* Text passage:
It might not be the first battle of the pickleball wars in Monterey County, but it’s the first one that ended up in a courtroom, and so far the score is: Pickleball players – 1; upset neighbor – 0.
The dispute is centered around pickleball play – and players – at the Wheeler Courts in Seaside, where a pilot pickleball program launched in 2020, which allowed the courts to be used for pickleball on some days of the week. Seaside City Council made that a permanent allowable use of the courts in April.
But unlike some of the other kerfuffles surrounding pickleball in neighboring cities – Monterey, Pacific Grove – this one is not about noise. For the most part, it appears to be about parking along Wheeler and Carson streets, and there is one neighbor in particular who has not taken kindly to it.
On Nov. 4, Sung Choi, whose house on Wheeler Street is just downhill from the courts, filed an application for a restraining order against Marina resident Chayo Lewis, who is among frequent pickleball players. In it, Choi alleges Lewis threatened to ram him with her vehicle, that she threatened to expose herself to him, that she directed a racial slur at him and that, after she picked a peach off a tree next to the sidewalk in front of Choi’s house – but outside his fence line – he told her not to pick fruit off the tree and that after he did so, she threatened to throw the pit at him.
Aside from picking fruit off the tree, which Lewis believes to be in the public right of way, she categorically denies all the allegations, and on Nov. 21, she filed for a restraining order against Choi, alleging he stalks and records players, and also incites arguments, “especially with women pickleball players.” It also states Choi is “very explosive.”
Whether or not her allegations are true, Choi, at a Seaside Parks and Rec Commission meeting last spring, yelled at commissioners about his grievances. The Weekly was also provided with a rage-filled voicemail Choi left last year for former Seaside councilmember Jason Campbell, berating him for approving the pickleball pilot program.

* Action item A:
According to the article on the Seaside pickleball dispute, in what month did the Seaside City Council make pickleball a permanent allowable use of the Wheeler Courts?
* Action item B:
Carry the article on the Seaside pickleball dispute forward from its last sentence.
The items after this point come from a separate source unrelated to the article.

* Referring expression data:
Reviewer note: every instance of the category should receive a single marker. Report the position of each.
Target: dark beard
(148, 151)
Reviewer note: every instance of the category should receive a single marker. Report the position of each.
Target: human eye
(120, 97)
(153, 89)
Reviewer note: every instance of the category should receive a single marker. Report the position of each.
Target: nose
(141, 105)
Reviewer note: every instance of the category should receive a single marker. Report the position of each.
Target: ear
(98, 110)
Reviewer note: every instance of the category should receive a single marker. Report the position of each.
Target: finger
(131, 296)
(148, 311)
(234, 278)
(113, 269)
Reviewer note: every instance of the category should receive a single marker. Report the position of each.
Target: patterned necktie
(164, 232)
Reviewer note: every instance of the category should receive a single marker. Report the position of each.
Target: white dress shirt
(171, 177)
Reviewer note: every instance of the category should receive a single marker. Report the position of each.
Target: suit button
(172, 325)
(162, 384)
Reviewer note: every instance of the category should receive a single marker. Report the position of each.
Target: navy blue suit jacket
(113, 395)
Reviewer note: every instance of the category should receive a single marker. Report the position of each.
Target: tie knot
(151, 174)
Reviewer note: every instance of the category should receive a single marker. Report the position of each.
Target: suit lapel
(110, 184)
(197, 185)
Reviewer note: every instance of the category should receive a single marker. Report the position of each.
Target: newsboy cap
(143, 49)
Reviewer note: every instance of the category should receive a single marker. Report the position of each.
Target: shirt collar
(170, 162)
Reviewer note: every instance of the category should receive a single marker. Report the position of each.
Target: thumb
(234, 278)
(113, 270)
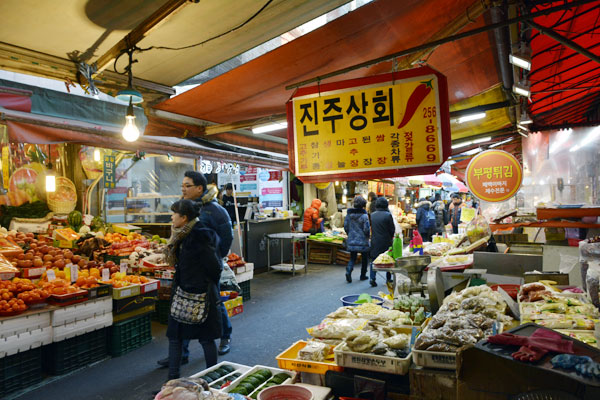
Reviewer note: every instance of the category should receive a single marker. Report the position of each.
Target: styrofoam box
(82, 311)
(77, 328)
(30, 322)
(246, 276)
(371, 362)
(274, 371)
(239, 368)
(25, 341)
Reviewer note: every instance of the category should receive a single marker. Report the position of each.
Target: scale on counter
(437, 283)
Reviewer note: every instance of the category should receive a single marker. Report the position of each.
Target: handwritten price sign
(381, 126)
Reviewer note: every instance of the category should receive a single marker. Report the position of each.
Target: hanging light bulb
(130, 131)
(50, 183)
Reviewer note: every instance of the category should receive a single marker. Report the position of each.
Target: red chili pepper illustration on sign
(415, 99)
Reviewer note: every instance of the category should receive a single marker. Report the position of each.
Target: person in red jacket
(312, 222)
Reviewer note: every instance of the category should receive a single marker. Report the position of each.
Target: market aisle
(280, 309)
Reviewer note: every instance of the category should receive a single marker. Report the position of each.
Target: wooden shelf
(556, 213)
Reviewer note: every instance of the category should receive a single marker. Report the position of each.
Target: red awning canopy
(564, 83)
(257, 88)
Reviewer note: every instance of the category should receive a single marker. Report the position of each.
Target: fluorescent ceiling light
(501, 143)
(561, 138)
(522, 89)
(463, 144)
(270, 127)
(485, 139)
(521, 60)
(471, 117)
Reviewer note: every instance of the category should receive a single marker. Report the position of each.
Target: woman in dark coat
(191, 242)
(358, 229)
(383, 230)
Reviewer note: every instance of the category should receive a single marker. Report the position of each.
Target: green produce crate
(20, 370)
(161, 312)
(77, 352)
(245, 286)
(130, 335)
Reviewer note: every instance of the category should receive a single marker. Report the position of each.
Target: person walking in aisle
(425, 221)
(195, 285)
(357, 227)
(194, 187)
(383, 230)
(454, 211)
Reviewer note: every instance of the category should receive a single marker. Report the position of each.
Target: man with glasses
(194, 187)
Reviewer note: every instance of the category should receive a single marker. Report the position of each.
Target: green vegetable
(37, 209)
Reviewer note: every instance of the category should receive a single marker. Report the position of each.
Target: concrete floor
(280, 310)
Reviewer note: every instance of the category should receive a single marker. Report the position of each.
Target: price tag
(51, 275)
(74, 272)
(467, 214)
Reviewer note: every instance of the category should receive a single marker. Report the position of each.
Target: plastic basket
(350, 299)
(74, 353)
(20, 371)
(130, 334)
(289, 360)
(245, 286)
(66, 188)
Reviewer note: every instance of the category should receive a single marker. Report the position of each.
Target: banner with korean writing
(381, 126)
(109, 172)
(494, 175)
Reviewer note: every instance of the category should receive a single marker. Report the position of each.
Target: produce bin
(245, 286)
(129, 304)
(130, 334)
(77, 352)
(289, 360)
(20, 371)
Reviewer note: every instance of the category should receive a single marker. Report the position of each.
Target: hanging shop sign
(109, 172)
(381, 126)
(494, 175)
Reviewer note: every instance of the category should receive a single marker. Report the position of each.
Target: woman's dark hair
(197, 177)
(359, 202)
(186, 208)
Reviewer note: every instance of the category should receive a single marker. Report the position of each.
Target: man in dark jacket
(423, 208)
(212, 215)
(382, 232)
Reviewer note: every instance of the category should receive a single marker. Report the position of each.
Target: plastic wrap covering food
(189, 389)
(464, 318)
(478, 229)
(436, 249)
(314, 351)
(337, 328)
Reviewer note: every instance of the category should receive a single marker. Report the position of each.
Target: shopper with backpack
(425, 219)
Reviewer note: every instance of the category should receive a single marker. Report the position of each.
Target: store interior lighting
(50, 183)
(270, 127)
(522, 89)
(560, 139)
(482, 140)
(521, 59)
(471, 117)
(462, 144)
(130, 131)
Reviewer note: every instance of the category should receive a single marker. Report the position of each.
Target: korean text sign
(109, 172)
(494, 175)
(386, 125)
* * *
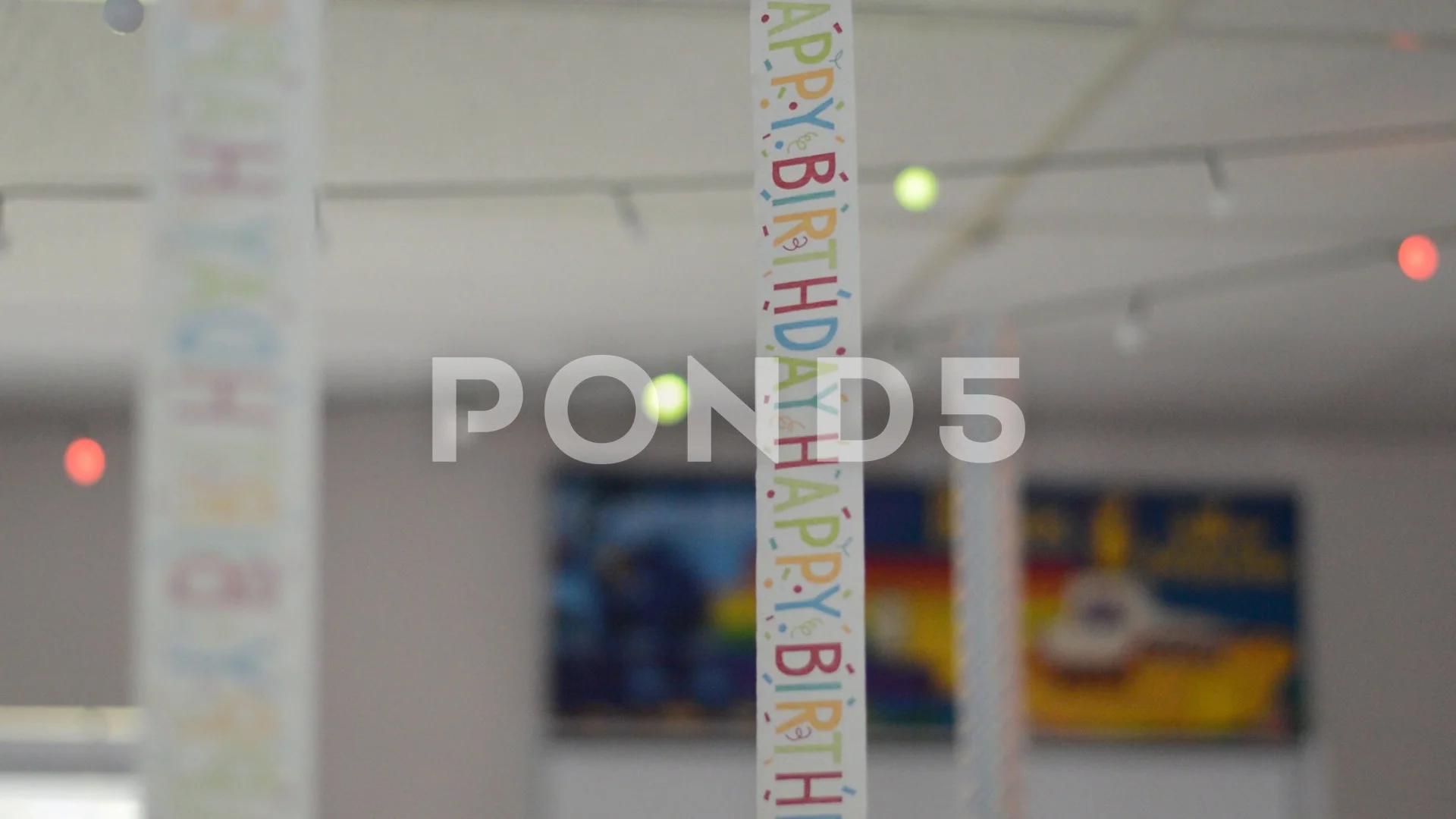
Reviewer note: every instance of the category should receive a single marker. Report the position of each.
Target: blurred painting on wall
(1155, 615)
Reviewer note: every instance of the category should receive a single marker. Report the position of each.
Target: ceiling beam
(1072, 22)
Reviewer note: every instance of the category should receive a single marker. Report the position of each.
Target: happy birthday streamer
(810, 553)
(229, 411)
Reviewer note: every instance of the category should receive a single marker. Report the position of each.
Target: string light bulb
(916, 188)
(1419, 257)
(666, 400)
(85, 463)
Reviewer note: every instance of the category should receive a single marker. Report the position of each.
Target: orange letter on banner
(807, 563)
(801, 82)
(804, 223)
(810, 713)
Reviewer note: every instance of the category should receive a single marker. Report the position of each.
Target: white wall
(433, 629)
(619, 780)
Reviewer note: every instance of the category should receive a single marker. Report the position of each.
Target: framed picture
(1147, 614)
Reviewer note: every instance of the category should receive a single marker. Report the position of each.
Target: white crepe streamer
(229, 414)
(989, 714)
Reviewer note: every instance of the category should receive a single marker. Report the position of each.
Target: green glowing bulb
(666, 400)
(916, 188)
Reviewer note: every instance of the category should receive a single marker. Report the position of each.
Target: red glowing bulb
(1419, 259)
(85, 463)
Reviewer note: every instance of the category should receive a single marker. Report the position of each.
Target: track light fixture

* Task response A:
April

* Task response B:
Both Choi’s and Lewis’ applications were initially granted on a temporary basis, with a court hearing to determine whether to issue a longer-lasting restraining order. The first hearing on the matter was held Nov. 23, just a few days after Lewis filed her restraining order. That matter was continued to Dec. 8, when Monterey County Superior Court Judge Julie Culver directed the two parties to enter into mediation, provided for free by the nonprofit Mandell Gisnet Center.
Culver removed the temporary restraining order against Lewis, but extended the order against Choi. He is required to stay 100 yards away from Lewis, and other pickleball players on the court.
There were about 20 pickleball players in the courtroom to support Lewis at both hearings. After the first, one of them said in the courtroom hallway, “You come after one of us, you come after all of us.”
Outside the courthouse, Choi was conciliatory, and said he wanted to come to a peaceable solution to the matter, but in a later conversation over the phone, suggested that a racial, ageist or gender bias might be working against him.
A date for the mediation has not yet been set.